[Dataset entries]
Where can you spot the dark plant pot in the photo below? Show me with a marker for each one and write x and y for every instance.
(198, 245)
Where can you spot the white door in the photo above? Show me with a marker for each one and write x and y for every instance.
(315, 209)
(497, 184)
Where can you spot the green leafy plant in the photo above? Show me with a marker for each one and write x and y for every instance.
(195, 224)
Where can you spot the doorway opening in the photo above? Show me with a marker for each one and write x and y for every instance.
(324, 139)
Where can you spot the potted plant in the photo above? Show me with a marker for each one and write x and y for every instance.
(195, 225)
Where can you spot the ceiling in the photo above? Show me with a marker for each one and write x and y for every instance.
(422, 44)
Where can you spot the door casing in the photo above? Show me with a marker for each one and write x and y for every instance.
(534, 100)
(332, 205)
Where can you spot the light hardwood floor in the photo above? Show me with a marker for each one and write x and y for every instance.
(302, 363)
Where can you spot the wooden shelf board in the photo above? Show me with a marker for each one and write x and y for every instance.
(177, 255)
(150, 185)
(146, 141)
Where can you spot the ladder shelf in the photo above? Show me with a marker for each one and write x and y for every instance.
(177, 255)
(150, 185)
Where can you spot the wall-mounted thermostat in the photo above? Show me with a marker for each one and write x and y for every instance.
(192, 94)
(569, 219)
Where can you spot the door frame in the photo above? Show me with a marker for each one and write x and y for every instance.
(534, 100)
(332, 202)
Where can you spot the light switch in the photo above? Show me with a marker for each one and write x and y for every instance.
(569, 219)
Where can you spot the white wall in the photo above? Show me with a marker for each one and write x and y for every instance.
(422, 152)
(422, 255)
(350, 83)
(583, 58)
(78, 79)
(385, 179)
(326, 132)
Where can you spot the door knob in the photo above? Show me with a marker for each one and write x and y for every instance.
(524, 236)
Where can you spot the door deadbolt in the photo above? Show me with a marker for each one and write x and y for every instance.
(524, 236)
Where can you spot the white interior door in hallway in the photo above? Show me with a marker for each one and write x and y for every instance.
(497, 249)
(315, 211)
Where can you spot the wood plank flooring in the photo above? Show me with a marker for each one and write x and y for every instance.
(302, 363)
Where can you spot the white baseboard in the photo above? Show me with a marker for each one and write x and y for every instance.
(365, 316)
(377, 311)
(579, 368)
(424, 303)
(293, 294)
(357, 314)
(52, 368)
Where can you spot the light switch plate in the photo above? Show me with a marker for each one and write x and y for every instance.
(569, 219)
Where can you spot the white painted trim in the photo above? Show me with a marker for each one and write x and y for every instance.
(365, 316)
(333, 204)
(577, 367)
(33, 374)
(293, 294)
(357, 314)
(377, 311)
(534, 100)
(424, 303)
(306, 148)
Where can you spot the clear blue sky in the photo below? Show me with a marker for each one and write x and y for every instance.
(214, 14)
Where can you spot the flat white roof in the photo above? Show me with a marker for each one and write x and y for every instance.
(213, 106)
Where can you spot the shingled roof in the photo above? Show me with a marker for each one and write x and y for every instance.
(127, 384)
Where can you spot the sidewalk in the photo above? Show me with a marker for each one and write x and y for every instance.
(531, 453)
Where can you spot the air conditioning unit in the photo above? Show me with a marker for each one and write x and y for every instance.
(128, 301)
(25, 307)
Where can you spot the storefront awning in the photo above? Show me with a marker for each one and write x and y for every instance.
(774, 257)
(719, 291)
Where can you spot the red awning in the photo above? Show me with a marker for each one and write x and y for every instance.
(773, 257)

Problem details: Switch "marker" to "dot" everywhere in the entries above, keeping every other word as it is.

Solution to the exercise:
Where can you spot the dark plant pot in the photo below? Show me with a dot for each one and write x and y for every instance.
(198, 245)
Where can you spot the white door in the photo above? Show me with a dot for each one and write x and y for every instance.
(315, 209)
(497, 184)
Where can you spot the green leafy plant in the photo above? Show me with a dot for each one and write x and y for every instance.
(195, 224)
Where can you spot the doorway opening in the photo above? Show me with a dot for each one and write x and y for every instance.
(324, 139)
Where can you spot the potted plant in the photo above? Show me with a dot for each one and write x and y for every instance.
(195, 225)
Where can you spot the ceiling in the photo above? Show me with a dot for each one and write x and y for every instance.
(422, 44)
Where can you spot the door casing in the photo above? Show me with a dot for each one and write x and y for every instance.
(534, 100)
(332, 205)
Where can you spot the light hardwood floor in the photo above? Show me with a dot for each one and write x and y for every instance.
(302, 363)
Where can you spot the wooden shelf board in the photo above? Show me with a dot for each one and write x and y for every instance.
(177, 255)
(150, 185)
(146, 141)
Where can you spot the ladder shelf in the photo above? Show me with a dot for each one and write x and y for every instance.
(177, 255)
(150, 185)
Where can you spot the wall-mounted thermostat in the photo above? Show me with a dot for each one and write x and y for every instance.
(192, 94)
(569, 219)
Where can you spot the door frame in the photo above? Show me with a dot for each one and write x and y for every instance.
(534, 100)
(332, 202)
Where can you spot the light switch in the photo above? Show me with a dot for each one and write x and y for every instance.
(569, 219)
Where can you spot the white wall in the photo above? Show me with a dot for each one and write x and y for every instance.
(422, 152)
(422, 255)
(350, 83)
(583, 58)
(78, 79)
(385, 179)
(326, 132)
Where can you spot the door knob in the photo above? Show me with a dot for each one and write x and y for every instance.
(524, 236)
Where can you spot the door deadbolt in the photo above? Show me with a dot for each one and write x and y for every instance.
(524, 236)
Where can you spot the white interior door in hallway in the photo above? Show me with a dot for each one and write x and y for every instance.
(497, 249)
(315, 211)
Where can you spot the wood plank flooring in the photo above? Show me with a dot for each one and write x and y for every instance.
(302, 363)
Where can you spot the white baseboard in the photo above? Show me with a dot for each one and write x and y for every instance.
(365, 316)
(377, 311)
(579, 368)
(424, 303)
(293, 294)
(357, 314)
(52, 368)
Where can you spot the light switch plate in the photo above? Show me with a dot for each one and write x and y for every instance.
(569, 219)
Where can you spot the white painted trim in the photo above? Show me with a dot for each one and write x and y for every instance.
(365, 316)
(333, 204)
(577, 367)
(33, 374)
(293, 294)
(357, 314)
(377, 311)
(534, 100)
(424, 303)
(306, 148)
Where can you spot the clear blue sky in the photo below? Show me with a dot for each one and write x and y for every instance.
(214, 14)
Where can you spot the flat white roof in the photo above? Show me with a dot for each one and write x and y for every instance.
(213, 106)
Where can you spot the shingled roof in the photo above? Show me with a dot for each one and write x and y for every instance.
(127, 384)
Where can you spot the sidewalk in the photo above? Show me with a dot for each one and write x and y for every instance.
(531, 453)
Where can you spot the air conditioning unit in the photo above? Show me with a dot for each one and write x and y for every instance.
(128, 301)
(25, 307)
Where can you spot the storefront awning in the photo above? Show me with a dot for each one and write x and y for every instance.
(774, 257)
(719, 291)
Where can you spot the red awning in the photo above? Show me with a dot for each one and write x and y for every instance.
(773, 257)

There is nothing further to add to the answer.